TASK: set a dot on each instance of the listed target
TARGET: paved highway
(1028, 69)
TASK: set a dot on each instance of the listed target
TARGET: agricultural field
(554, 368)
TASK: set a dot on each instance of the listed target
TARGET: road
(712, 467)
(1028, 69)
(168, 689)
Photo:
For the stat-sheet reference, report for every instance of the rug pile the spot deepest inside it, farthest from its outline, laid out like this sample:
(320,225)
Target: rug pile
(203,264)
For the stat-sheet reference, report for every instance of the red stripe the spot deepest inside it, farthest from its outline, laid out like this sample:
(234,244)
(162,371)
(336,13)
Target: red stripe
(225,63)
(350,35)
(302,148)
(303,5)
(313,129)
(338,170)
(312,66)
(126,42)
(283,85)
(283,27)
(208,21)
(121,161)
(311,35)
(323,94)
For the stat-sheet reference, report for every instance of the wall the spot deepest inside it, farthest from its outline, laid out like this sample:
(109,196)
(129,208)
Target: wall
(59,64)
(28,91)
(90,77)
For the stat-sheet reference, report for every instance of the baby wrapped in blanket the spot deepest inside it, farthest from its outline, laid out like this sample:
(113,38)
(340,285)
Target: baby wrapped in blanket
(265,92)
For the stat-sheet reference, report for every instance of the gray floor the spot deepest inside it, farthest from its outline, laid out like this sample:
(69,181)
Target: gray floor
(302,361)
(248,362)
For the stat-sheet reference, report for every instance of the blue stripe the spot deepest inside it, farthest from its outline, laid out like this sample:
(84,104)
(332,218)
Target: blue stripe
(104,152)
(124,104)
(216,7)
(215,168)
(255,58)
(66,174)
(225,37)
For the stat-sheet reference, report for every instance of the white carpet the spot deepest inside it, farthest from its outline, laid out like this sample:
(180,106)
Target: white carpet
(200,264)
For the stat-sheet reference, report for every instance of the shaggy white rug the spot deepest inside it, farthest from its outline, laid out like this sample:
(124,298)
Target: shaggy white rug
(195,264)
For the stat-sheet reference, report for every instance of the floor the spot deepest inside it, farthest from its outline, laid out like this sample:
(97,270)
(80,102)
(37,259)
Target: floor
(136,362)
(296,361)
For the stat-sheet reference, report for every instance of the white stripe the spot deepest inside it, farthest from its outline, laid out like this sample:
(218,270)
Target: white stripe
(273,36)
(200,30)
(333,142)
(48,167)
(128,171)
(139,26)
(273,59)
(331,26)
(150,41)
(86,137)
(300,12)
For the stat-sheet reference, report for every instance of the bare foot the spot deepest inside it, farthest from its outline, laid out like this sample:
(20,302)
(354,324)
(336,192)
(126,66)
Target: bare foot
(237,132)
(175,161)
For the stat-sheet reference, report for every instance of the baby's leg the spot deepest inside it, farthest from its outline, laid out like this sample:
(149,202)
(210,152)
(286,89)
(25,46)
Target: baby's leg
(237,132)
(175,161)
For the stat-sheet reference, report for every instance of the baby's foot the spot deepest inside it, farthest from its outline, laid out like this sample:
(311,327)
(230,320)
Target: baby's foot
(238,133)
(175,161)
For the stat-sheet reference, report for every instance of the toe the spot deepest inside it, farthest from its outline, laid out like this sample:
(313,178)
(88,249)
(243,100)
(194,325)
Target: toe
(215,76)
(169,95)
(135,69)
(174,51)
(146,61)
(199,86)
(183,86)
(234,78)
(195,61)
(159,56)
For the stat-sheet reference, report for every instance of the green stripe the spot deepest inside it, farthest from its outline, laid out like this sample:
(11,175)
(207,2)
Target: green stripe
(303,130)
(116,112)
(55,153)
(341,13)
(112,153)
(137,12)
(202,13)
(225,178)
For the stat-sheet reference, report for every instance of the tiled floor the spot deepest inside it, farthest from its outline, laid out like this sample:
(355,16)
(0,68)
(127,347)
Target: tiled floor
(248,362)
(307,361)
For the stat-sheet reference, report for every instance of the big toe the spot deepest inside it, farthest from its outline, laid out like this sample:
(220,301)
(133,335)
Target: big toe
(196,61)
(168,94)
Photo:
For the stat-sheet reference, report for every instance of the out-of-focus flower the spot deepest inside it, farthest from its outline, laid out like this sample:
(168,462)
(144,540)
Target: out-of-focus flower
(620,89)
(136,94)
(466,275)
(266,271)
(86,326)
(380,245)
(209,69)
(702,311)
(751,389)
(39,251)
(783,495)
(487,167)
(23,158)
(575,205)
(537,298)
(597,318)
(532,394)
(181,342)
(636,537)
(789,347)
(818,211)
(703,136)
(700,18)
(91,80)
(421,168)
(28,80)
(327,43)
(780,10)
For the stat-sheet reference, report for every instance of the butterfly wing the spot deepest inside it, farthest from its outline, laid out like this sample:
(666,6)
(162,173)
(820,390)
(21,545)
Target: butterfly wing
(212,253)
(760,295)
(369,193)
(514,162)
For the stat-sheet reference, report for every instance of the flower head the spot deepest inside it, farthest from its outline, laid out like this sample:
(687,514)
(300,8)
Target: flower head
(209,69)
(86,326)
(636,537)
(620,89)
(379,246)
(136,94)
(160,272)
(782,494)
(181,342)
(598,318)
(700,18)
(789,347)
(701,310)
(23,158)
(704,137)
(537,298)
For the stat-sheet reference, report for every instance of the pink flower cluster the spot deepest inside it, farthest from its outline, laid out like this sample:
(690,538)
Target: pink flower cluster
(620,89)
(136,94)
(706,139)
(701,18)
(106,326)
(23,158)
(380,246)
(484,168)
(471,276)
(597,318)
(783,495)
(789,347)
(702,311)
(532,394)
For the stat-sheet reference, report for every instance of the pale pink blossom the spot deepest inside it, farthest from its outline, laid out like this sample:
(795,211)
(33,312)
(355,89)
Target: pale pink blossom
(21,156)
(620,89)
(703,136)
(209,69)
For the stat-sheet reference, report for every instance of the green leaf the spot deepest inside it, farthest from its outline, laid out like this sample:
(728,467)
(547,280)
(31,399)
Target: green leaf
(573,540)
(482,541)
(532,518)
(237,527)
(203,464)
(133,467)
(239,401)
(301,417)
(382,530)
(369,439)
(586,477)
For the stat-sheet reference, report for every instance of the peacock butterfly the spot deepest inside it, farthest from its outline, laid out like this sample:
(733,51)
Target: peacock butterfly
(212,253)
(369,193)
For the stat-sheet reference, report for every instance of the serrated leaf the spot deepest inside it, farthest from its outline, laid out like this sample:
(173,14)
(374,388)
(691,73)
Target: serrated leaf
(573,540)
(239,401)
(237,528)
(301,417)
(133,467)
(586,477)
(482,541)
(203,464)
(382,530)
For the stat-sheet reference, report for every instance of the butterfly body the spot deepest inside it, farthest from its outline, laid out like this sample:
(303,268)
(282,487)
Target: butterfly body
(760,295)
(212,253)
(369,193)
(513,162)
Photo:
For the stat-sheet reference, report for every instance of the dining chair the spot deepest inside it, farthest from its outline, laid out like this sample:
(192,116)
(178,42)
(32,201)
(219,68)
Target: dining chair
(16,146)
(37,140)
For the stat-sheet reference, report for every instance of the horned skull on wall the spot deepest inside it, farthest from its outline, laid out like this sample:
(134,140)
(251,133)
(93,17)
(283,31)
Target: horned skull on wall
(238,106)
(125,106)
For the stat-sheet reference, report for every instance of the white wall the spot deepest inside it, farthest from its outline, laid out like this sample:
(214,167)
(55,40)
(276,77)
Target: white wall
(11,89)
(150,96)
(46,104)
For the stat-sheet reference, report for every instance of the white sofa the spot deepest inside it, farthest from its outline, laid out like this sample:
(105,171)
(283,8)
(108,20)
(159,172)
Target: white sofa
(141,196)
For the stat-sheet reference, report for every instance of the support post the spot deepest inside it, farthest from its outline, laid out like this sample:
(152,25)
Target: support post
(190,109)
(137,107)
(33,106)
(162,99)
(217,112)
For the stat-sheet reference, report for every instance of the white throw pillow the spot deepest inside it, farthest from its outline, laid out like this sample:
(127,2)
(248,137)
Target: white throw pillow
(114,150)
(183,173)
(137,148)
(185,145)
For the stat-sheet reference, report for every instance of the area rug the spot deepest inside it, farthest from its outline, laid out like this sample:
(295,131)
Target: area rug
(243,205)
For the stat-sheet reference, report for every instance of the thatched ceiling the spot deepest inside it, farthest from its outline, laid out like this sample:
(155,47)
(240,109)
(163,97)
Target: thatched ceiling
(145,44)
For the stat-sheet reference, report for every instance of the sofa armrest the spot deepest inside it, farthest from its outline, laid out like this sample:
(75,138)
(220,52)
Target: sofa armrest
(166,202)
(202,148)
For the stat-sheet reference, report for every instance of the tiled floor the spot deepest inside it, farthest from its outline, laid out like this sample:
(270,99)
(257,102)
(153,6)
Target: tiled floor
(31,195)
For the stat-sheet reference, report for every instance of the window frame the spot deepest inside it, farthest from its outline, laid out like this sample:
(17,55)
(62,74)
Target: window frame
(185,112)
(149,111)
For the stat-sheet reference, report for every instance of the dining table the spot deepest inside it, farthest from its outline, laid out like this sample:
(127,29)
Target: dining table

**What is needed:**
All that is needed is how many lines of the listing hold the word "table", stated as one number.

**Response box:**
2